◆ **TEXTE SOURCE**
§ §

Peur sur l’Afrique

Le virus qui inquiète toute la planète continue sa progression. Après l’Asie et l’Europe, il s’est posé au sud du Sahara, dans le nord du Nigeria. Manque d’information et de moyens, perméabilité des frontières : face au H5N1, le continent semble bien dému

Publié le 21 février 2006 Lecture : 5 minutes.

Des bûchers fument dans les fermes. Des hommes portant combinaisons blanches et masques circulent au milieu des milliers de cadavres de poulets. Un policier tue des autruches au fusil-mitrailleur. Les images de carnage dans le nord du Nigeria rappellent la terrible épizootie de fièvre aphteuse qui a conduit au sacrifice de millions d’animaux en Europe en 2001. L’apparition du virus hautement pathogène de la grippe aviaire en Afrique est venue réveiller les plus grandes menaces d’épidémie. Depuis son déclenchement en Asie en 2003, le H5N1 (nom scientifique du virus) a déjà provoqué l’abattage de centaines de millions de volailles, causé le décès de plus de 90 personnes atteintes par la forme humaine de la maladie et, relayé par les médias de la planète, engendré la psychose.
Si le risque de pandémie a pour le moment été contenu, les scientifiques craignent aujourd’hui le pire : que la mutation du virus, qui permettrait la contagion de l’homme à l’homme, et pas seulement de l’animal à l’être humain, intervienne en Afrique, là où les services vétérinaires et de santé publique sont particulièrement démunis.

§ §

[Enregistrements issus d'une source de données]
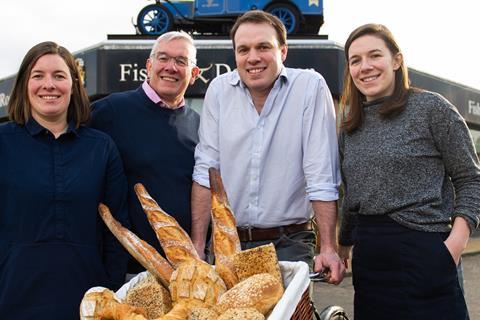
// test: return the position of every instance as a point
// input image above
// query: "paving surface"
(342, 295)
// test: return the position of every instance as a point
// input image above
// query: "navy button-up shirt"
(53, 244)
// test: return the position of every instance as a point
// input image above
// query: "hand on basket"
(330, 264)
(345, 253)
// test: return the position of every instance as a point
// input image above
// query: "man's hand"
(458, 239)
(345, 252)
(331, 265)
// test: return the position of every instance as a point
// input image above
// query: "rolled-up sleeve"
(319, 139)
(207, 150)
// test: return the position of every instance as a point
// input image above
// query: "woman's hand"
(458, 238)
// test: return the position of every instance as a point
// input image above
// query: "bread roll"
(176, 243)
(241, 313)
(261, 292)
(202, 314)
(226, 242)
(196, 284)
(151, 296)
(144, 253)
(262, 259)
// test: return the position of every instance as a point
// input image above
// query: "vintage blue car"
(217, 16)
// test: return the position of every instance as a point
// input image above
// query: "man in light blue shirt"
(271, 132)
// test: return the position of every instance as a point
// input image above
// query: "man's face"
(259, 56)
(168, 76)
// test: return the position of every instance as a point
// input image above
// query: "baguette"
(144, 253)
(226, 242)
(261, 291)
(176, 243)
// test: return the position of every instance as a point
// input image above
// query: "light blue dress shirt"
(273, 163)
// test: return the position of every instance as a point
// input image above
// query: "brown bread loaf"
(226, 242)
(176, 243)
(144, 253)
(202, 314)
(151, 296)
(241, 313)
(261, 292)
(262, 259)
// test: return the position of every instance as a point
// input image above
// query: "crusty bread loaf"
(226, 242)
(196, 284)
(101, 303)
(144, 253)
(151, 296)
(262, 259)
(94, 300)
(179, 312)
(261, 292)
(176, 243)
(202, 314)
(241, 313)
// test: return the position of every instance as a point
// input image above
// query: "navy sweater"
(157, 147)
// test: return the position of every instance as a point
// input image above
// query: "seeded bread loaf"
(241, 313)
(151, 296)
(262, 259)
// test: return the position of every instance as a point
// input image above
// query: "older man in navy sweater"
(156, 133)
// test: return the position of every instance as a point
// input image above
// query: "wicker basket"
(304, 310)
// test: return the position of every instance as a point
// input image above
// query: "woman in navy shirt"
(55, 171)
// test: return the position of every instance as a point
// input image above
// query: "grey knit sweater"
(420, 167)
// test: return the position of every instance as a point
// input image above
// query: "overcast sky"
(436, 36)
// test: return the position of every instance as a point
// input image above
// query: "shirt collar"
(235, 77)
(155, 98)
(34, 128)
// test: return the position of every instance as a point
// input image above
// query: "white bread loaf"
(196, 284)
(261, 292)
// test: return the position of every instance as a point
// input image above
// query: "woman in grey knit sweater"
(411, 186)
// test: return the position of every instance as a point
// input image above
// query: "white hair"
(173, 35)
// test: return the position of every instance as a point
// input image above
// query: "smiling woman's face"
(50, 89)
(372, 67)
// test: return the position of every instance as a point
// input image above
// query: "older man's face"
(168, 76)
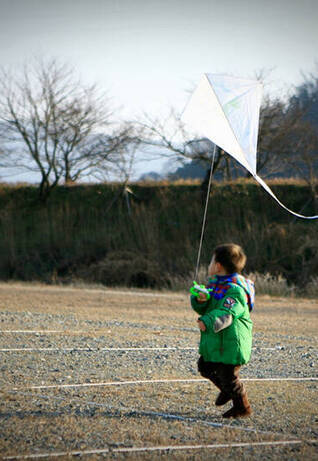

§ §

◆ **ACTION DEMANDÉE 1**
Relevez tous les continents nommés dans l'article sur la grippe aviaire en Afrique.
◆ **ACTION DEMANDÉE 2**
Reprenez, s'il vous plaît, l'article sur la grippe aviaire en Afrique à la suite de sa dernière phrase.

◆ **ZONE DE RÉPONSE 1**
Afrique, Asie, Europe

◆ **ZONE DE RÉPONSE 2**
La découverte des premiers cas dans les exploitations avicoles africaines constitue un scénario particulièrement alarmant. Pour les nations, bien sûr, mais aussi pour la planète. De nombreux experts n’ont cessé de tirer la sonnette d’alarme au cours des douze derniers mois. Le continent est celui de tous les dangers. Que les premiers cas surviennent au Nigeria, un État qui compte 130 millions de personnes et presque autant de volailles, était à la fois prévisible et inquiétant.
Devant son équipe rassemblée dans le grand bâtiment onusien, en plein centre-ville de Rome, le docteur Joseph Domenech, chef des services vétérinaires de l’Organisation des Nations unies pour l’alimentation et l’agriculture (FAO) a passé en revue la situation dès le signalement du virus dans l’État de Kaduna, le 8 février. Notifiée très tardivement, la maladie se propage rapidement d’autant que les éleveurs ne signalent pas les nouveaux cas et s’empressent d’écouler leurs animaux, faute d’un système bien rodé d’indemnisations. Le territoire est immense, l’État particulièrement désorganisé, le pouvoir central a le plus grand mal à contrôler son administration, les services vétérinaires sont faibles et toute intervention prend beaucoup trop de temps.
La décision est donc prise rapidement de constituer une équipe internationale pour épauler les spécialistes nigérians. Le 11 février, une équipe de choc formée d’experts de l’Organisation mondiale de la santé (OMS), de la FAO et des puissances occidentales atterrit au Nigeria et ratisse le terrain en compagnie des techniciens nationaux.
Le 14 février, plus de 100 000 poulets avaient déjà été abattus, mais la maladie continue à se répandre comme une traînée de poudre du nord au centre du pays. La FAO suspecte l’apparition des premiers cas au Niger voisin. Pour bien faire, il faudrait fermer les marchés de volailles et forcer les aviculteurs à respecter scrupuleusement les mesures d’hygiène lors des opérations d’abattage. Un travail de titan dans un si grand pays, où le millier d’équipements de protection envoyé par les États-Unis et l’ONU se fait attendre.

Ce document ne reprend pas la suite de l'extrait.